DIRECTIONS FOR THIS TASK:
Add 25 to every coordinate number in the data below, and write out all the lines again with everything else left unchanged.
=== GIVEN ENTRIES ===
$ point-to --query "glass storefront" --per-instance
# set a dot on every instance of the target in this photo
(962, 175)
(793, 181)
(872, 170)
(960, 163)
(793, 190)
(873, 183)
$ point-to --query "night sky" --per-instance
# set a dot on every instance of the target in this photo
===
OUTPUT FOR THIS EXERCISE:
$ point-to --query "glass storefront" --per-instance
# set a dot on every instance of the target in this photo
(987, 200)
(818, 206)
(897, 195)
(985, 188)
(818, 215)
(898, 208)
$ point-to --query "night sky" --per-instance
# set a dot on every instance of the target in this photo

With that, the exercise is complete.